A good citizen, he served as an alderman in the city of Fort William (1926), president of the Chamber of Commerce (1928 and 1929), president and founder of the Fort William Canadian Club (1908), co-founder of the Fort William Flying Club (1929), and in a number of other social and sports organizations.

 

In 1916, as a founding member of the Fort William-Port Arthur Rotary Club, he began an association that would have a profound effect on the rest of his life and, one might argue, through him on many parts of the world. In 1917, he served as president of the local club; in 1919-20, he was governor of District No. 19 that extended from northwestern Ontario to Alberta; in 1920-21, he was elected first vice-president of Rotary International, and the following year, at the International Convention in Edinburgh, Scotland, became the second of four Canadians to hold the International presidency. In 1922, he presided with distinction at the Los Angeles Rotary Convention which adopted a revised constitution  designed to confirm the integration of all Rotary Clubs under Rotary International.

 

Pete Snedecor, his predecessor in the presidency, averred in a moving tribute that "Crawford was without a peer in his unfailing and inspired leadership in Rotary." Certainly his lifetime of dedication to the organization saw him accepting chairmanships and/or memberships on a multitude of committees or serving as a special envoy on various missions for the worldwide body. He was instrumental in establishing the Canadian Advisory Committee of Rotary International, and he and his colleagues in the Advisory Committee organized and raised the funds to pay for Davidson and Ralston's extension trip to Australia in 1921. Whether laying wreaths on the tombs of the Unknown Soldier in Paris, London, and Washington, contributing articles for The Rotarian, or travelling widely on club-cementing trips to many parts of the world - Hawaii 1932, the Orient and China in 1936 -- Crawford remained active in Rotary as late as 1958.

 

Crawford McCullough died on 25 March 1963. He was survived by his wife, Grace, and son, John. Another son, Donald, served as a pilot in the RCAF and was killed in 1941. Grace died a month after Crawford, on 21 April 1963.

 

John Nelson (1933-34)

 

Born in Paisley, Ontario, on 8 March 1873, John Nelson became the third Canadian president of Rotary International in 1933. He followed a career in journalism. From 1898 to 1921, he was on the staff of various newspapers in Victoria and Vancouver, British Columbia. He was the editor of the Victoria Timesand the Vancouver News-Advertiser. He eventually bought the Vancouver Daily World. He joined the Vancouver Rotary Club and in due course was elected president of the Club.
※ ※ ※
▶ **Given problem**: In the text on Rotary presidents, at which International Convention did Crawford McCullough become president of Rotary International?

▶ **Recorded information**:
※ ※ ※
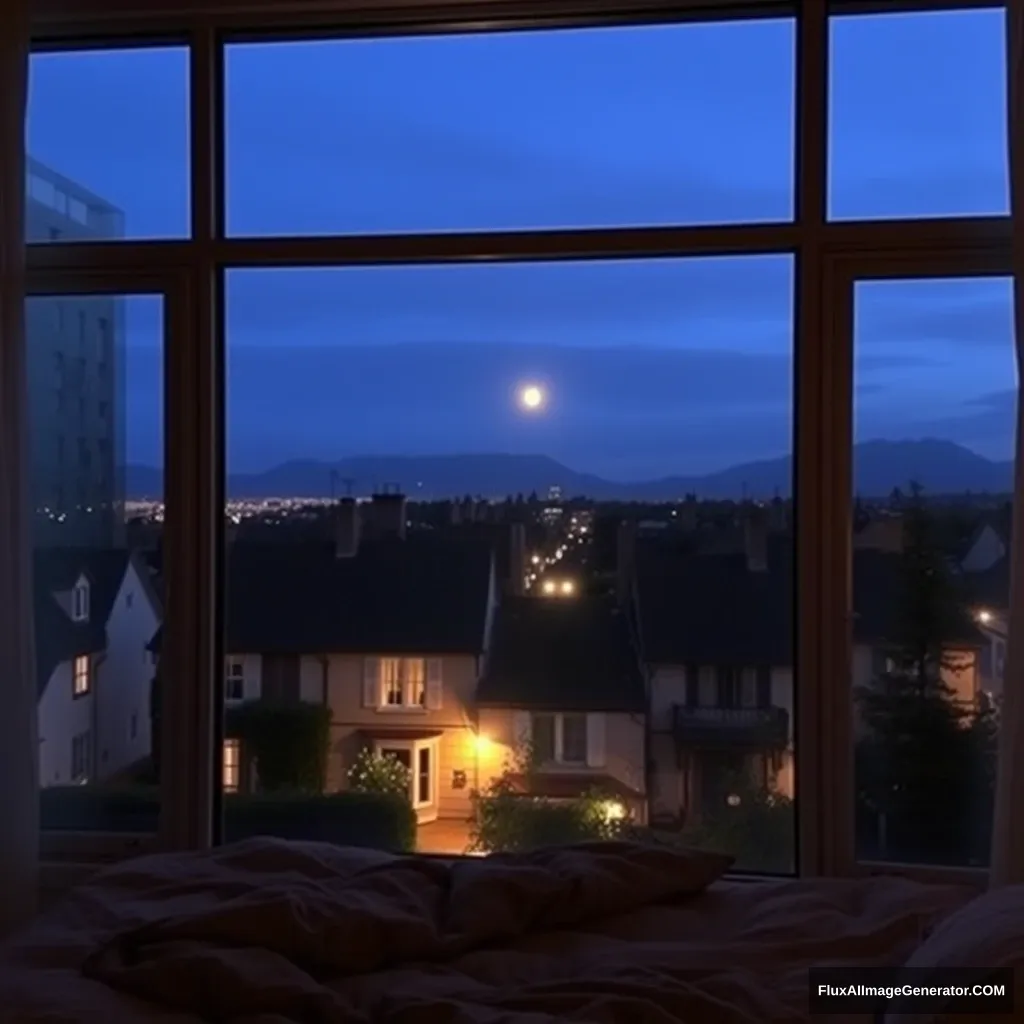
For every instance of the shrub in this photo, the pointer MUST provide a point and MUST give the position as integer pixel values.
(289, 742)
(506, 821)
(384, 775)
※ ※ ※
▶ **Task answer**: Edinburgh, Scotland